* start Text provided *

34. A method for playing a bonus casino game interacting with its underlying casino game comprising: randomly displaying a game outcome in the underlying casino game, the game outcome based on a plurality of different symbols; randomly displaying at least one of the plurality of different symbols at at least one of the exit lanes of the bonus casino game when a bonus trigger occurs in the underlying casino game; propelling a ball onto a playing field for the bonus casino game, the ball exiting one of the exit lanes; determining whether the exit lane the ball traveled through has the at least one symbol displayed; converting all symbols corresponding to the aforesaid displayed symbol to a wild symbol in the game outcome in response to the aforesaid determining; paying based upon the game outcome having the converted wild symbols.

* end Text provided *

(Short exercise a): Transcribe the records word for word, from their first line through the line containing "[476,24,489,117]", including both ends. Leave the pictures out of your transcription.

* start Material for this task *

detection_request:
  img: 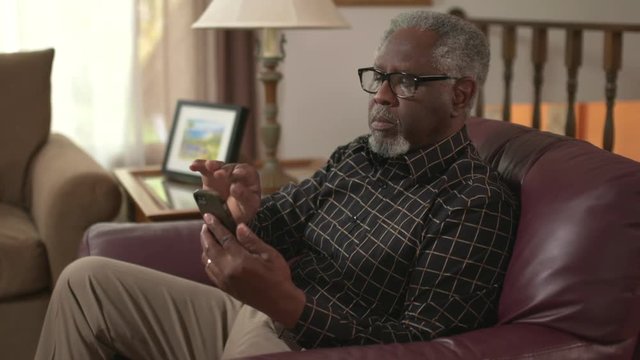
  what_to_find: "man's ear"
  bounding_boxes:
[452,77,476,111]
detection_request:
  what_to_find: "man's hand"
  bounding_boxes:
[189,159,261,224]
[200,214,306,328]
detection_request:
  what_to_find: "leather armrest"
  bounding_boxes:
[246,324,634,360]
[79,220,211,285]
[29,134,122,283]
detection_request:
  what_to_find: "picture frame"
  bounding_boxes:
[162,100,248,183]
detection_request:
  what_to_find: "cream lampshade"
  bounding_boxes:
[193,0,349,193]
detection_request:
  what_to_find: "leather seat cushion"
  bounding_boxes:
[0,204,51,300]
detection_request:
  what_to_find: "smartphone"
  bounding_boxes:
[193,189,236,234]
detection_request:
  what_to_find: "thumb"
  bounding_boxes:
[236,224,274,259]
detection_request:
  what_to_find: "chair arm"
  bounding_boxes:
[79,220,211,285]
[245,324,634,360]
[29,134,122,283]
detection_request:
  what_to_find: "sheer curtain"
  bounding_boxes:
[0,0,255,168]
[0,0,141,167]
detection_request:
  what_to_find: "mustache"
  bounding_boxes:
[369,105,400,124]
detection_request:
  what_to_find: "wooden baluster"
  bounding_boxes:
[602,31,622,151]
[502,25,516,121]
[531,27,547,129]
[564,29,582,137]
[476,24,489,117]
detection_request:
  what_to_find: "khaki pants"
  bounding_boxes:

* end Material for this task *

(Short exercise b): In the casino game claim, what are the symbols matching the displayed symbol converted to in the game outcome?

(Correct response a):
detection_request:
  img: 
  what_to_find: "man's ear"
  bounding_boxes:
[452,77,476,111]
detection_request:
  what_to_find: "man's hand"
  bounding_boxes:
[189,159,261,224]
[200,214,306,328]
detection_request:
  what_to_find: "leather armrest"
  bounding_boxes:
[246,324,634,360]
[79,220,211,285]
[29,134,122,283]
detection_request:
  what_to_find: "picture frame"
  bounding_boxes:
[162,100,248,183]
detection_request:
  what_to_find: "cream lampshade"
  bounding_boxes:
[193,0,349,193]
detection_request:
  what_to_find: "leather seat cushion"
  bounding_boxes:
[0,204,51,300]
detection_request:
  what_to_find: "smartphone"
  bounding_boxes:
[193,189,236,234]
detection_request:
  what_to_find: "thumb"
  bounding_boxes:
[236,224,274,259]
detection_request:
  what_to_find: "chair arm"
  bounding_boxes:
[79,220,211,285]
[245,324,634,360]
[29,134,122,283]
detection_request:
  what_to_find: "sheer curtain"
  bounding_boxes:
[0,0,255,168]
[0,0,141,167]
detection_request:
  what_to_find: "mustache"
  bounding_boxes:
[369,105,400,124]
detection_request:
  what_to_find: "wooden baluster"
  bounding_boxes:
[602,31,622,151]
[502,25,516,121]
[531,27,547,129]
[564,29,582,137]
[476,24,489,117]

(Correct response b): A wild symbol.